Retype the records in full, keeping each character as it is.

[Start of section]

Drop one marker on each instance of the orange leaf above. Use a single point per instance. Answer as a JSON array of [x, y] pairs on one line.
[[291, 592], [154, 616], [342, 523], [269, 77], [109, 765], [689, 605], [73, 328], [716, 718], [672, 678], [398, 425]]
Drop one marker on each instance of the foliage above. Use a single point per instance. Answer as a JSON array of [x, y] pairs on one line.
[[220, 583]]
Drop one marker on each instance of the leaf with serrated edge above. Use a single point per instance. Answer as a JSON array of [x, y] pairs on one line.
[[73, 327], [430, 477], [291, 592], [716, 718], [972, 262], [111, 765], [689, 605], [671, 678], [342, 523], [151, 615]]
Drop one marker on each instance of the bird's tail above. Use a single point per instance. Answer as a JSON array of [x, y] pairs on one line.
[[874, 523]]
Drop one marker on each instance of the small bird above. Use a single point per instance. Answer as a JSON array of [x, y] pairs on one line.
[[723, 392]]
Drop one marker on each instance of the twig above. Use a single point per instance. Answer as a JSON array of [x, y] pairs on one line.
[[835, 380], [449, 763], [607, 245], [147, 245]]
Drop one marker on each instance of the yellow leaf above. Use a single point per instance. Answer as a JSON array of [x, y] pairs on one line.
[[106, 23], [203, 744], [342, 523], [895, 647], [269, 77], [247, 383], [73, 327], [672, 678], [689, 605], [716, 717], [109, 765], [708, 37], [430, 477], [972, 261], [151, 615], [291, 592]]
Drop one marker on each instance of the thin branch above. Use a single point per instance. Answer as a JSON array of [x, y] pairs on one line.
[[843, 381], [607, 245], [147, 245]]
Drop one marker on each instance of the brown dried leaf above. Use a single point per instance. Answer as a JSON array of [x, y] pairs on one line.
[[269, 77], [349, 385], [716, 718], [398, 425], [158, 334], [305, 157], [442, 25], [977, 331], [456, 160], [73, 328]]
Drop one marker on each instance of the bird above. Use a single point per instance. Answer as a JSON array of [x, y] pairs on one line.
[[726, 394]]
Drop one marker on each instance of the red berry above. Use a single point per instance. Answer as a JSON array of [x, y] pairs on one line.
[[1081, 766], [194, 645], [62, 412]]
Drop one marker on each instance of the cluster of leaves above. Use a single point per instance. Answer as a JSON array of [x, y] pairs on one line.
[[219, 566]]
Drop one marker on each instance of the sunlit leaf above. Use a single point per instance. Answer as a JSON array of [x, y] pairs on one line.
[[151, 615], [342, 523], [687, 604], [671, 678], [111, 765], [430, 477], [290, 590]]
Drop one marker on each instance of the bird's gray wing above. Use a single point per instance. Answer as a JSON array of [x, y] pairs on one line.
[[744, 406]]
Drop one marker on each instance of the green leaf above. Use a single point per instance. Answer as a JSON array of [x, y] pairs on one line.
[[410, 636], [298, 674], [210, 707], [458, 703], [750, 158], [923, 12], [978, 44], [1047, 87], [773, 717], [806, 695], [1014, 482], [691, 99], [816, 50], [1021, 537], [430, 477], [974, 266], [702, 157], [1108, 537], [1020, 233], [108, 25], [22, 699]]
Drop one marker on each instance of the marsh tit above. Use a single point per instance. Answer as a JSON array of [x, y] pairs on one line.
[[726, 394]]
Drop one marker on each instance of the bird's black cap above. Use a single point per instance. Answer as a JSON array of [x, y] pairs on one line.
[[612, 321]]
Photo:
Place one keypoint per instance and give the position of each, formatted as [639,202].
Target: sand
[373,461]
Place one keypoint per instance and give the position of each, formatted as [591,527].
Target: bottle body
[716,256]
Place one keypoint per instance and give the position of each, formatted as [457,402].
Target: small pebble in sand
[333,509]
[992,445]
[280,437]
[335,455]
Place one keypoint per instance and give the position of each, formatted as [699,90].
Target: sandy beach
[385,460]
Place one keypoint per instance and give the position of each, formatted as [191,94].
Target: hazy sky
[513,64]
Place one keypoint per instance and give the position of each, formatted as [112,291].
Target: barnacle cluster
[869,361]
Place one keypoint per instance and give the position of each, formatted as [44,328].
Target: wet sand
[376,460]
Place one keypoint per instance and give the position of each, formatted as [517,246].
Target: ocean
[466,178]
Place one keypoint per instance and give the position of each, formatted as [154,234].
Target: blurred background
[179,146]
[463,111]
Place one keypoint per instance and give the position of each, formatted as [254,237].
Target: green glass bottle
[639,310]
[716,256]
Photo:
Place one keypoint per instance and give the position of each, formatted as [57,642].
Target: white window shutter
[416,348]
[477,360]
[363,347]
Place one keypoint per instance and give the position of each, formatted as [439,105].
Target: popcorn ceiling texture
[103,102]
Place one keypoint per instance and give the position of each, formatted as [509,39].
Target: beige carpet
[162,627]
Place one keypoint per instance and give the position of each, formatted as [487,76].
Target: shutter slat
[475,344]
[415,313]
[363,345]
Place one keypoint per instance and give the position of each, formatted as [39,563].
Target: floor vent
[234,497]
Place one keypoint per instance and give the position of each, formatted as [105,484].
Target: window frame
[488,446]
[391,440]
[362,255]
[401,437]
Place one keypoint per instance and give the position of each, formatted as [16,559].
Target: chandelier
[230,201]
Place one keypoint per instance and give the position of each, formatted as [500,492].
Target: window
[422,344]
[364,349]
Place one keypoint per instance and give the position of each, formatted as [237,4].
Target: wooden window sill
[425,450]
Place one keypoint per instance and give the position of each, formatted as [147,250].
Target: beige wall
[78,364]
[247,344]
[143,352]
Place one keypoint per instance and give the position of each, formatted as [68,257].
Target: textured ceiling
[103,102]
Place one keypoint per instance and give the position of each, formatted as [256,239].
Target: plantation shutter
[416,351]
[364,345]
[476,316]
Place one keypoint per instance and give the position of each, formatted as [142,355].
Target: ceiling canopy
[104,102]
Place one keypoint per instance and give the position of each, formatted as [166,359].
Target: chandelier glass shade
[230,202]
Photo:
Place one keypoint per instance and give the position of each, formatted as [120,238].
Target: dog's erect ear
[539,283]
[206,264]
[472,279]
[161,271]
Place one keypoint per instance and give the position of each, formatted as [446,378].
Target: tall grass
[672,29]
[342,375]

[End of section]

Task output –
Drop one marker on each instance of the orange leaf above. Use a single point per instance. Answer as a JSON array of [x, y] pairs on one line.
[[291, 592], [154, 616], [342, 523], [269, 77], [109, 765], [689, 605], [73, 328], [716, 718], [672, 678], [398, 425]]
Drop one marker on each instance of the foliage above. Use a single point per instance. Answer as a JSON array of [x, y] pairs on one line.
[[220, 583]]
Drop one marker on each instance of the leaf with serrated edge above. Use a single point per instance. Answer as a JSON array of [x, y] pairs on one line.
[[73, 327], [430, 477], [291, 592], [716, 718], [972, 262], [111, 765], [689, 605], [671, 678], [342, 523], [151, 615]]
Drop one marker on each instance of the bird's tail above. Use a single point per instance. Answer as a JSON array of [x, y] pairs on one line.
[[874, 523]]
Drop one marker on each instance of the small bird above. Use a single point per instance. Answer as a JSON array of [x, y] pairs on one line.
[[723, 392]]
Drop one marker on each instance of the twig above. Use a single point per instance. Answer as a JSON array of [x, y] pairs on one line.
[[835, 380], [449, 763], [607, 245], [147, 245]]
Drop one marker on each instance of the yellow leaf above. Use a single point per instance. Answer as a JSON array of [x, y] pairs on one line.
[[106, 23], [203, 744], [342, 523], [895, 647], [269, 77], [247, 383], [73, 327], [672, 678], [689, 605], [716, 717], [109, 765], [708, 37], [430, 477], [972, 261], [151, 615], [291, 592]]
Drop one marker on each instance of the thin branch above. Use a single point per instance. Answer as a JSON array of [x, y] pairs on one line.
[[843, 381], [607, 245], [147, 245]]
Drop one marker on each instance of the brown dried leaf above. Use a single point per instance. Answer as a JSON array of [x, y] pairs on one line.
[[269, 77], [349, 385], [716, 718], [398, 425], [158, 334], [305, 157], [442, 25], [977, 331], [456, 160], [73, 328]]
Drop one marker on each instance of the bird above. Use a single point per instance. Answer as a JSON array of [x, y] pairs on one line.
[[726, 394]]
Drop one marker on each instance of the red berry above. Use a single point per instance. Answer as a JSON array of [x, y] pairs on one line.
[[1081, 766], [194, 645], [62, 412]]
Drop one marker on each instance of the cluster of leaves above. Use a single point per instance. Answer as a JSON array of [x, y] pairs on one line.
[[219, 566]]
Drop one marker on each instance of the sunlit leaf above. Use a single point per instance. Answer as a JSON array of [x, y] pairs on one line.
[[151, 615], [342, 523], [687, 604], [671, 678], [111, 765], [430, 477], [290, 590]]
Drop one marker on each instance of the bird's gray wing above. Use a single point per instance. Answer as a JSON array of [x, y] pairs on one line.
[[744, 406]]
Drop one marker on each instance of the green leaf above. Use a single point per instance. Answer as a JSON array of [x, y] pairs on one line.
[[410, 636], [298, 674], [210, 707], [458, 703], [750, 158], [923, 12], [978, 44], [1047, 87], [773, 717], [806, 695], [1014, 482], [691, 99], [816, 50], [1021, 537], [430, 477], [974, 266], [702, 157], [1108, 537], [1020, 233], [108, 25], [22, 699]]
Drop one marker on each instance of the marsh tit above. Use a single point per instance. Answer as a JSON array of [x, y] pairs on one line.
[[726, 394]]
Drop one marker on each instance of the bird's black cap above. Use a single point per instance. Answer as a JSON array of [x, y] pairs on one line.
[[612, 321]]
Photo:
Place one keypoint per instance and give the position of each, formatted as [639,202].
Target: sand
[373,461]
Place one keypoint per instance and give the position of each, formatted as [591,527].
Target: bottle body
[716,256]
Place one keypoint per instance and give the position of each, formatted as [457,402].
Target: small pebble in sand
[333,509]
[992,445]
[280,437]
[335,455]
Place one keypoint per instance and give the position of each, formatted as [699,90].
Target: sandy beach
[385,460]
Place one keypoint per instance and give the position of each, formatted as [191,94].
Target: hazy sky
[513,64]
Place one keypoint per instance and give the position of each, formatted as [112,291].
Target: barnacle cluster
[869,361]
Place one keypoint per instance and give the position of each, formatted as [44,328].
Target: wet sand
[376,460]
Place one keypoint per instance and give the position of each, formatted as [517,246].
Target: ocean
[466,178]
Place one keypoint per instance and give the position of each, formatted as [154,234].
Target: blurred background
[179,146]
[463,111]
Place one keypoint per instance and give the position of each, formatted as [254,237].
Target: green glass bottle
[639,310]
[716,256]
Photo:
Place one keypoint per instance and give the position of each, formatted as [57,642].
Target: white window shutter
[416,348]
[477,360]
[363,347]
Place one keypoint per instance and give the position of each, formatted as [439,105].
Target: popcorn ceiling texture
[103,102]
Place one keypoint per instance and give the position of each, formatted as [509,39].
Target: beige carpet
[162,627]
Place one keypoint per instance and give the position of each, formatted as [487,76].
Target: shutter slat
[475,344]
[415,313]
[363,345]
Place one keypoint per instance and give the position of each, formatted as [39,563].
Target: floor vent
[234,497]
Place one keypoint per instance and give the position of each, formatted as [105,484].
Target: window frame
[488,446]
[391,440]
[362,255]
[401,437]
Place one keypoint per instance and give the position of each, formatted as [16,559].
Target: chandelier
[230,201]
Place one keypoint per instance and give the position of each, formatted as [500,492].
Target: window
[422,344]
[364,349]
Place one keypoint per instance and give the position of each, formatted as [237,4].
Target: wooden window sill
[425,450]
Place one keypoint per instance and give the position of each, formatted as [147,250].
Target: beige wall
[78,364]
[247,344]
[143,352]
Place one keypoint per instance and give the position of each, formatted as [68,257].
Target: textured ceiling
[103,102]
Place one keypoint per instance and give the position of each, formatted as [256,239].
Target: plantation shutter
[416,351]
[364,345]
[476,316]
Place one keypoint per instance and give the position of each, formatted as [142,355].
Target: ceiling canopy
[104,102]
Place one keypoint per instance and give the position of each, formatted as [166,359].
Target: chandelier glass shade
[230,202]
Photo:
Place one keypoint per instance and give the position of each, formatted as [120,238].
Target: dog's erect ear
[539,283]
[206,264]
[472,279]
[161,271]
Place one keypoint per instance and give the position of each, formatted as [446,378].
Target: tall grass
[672,29]
[342,375]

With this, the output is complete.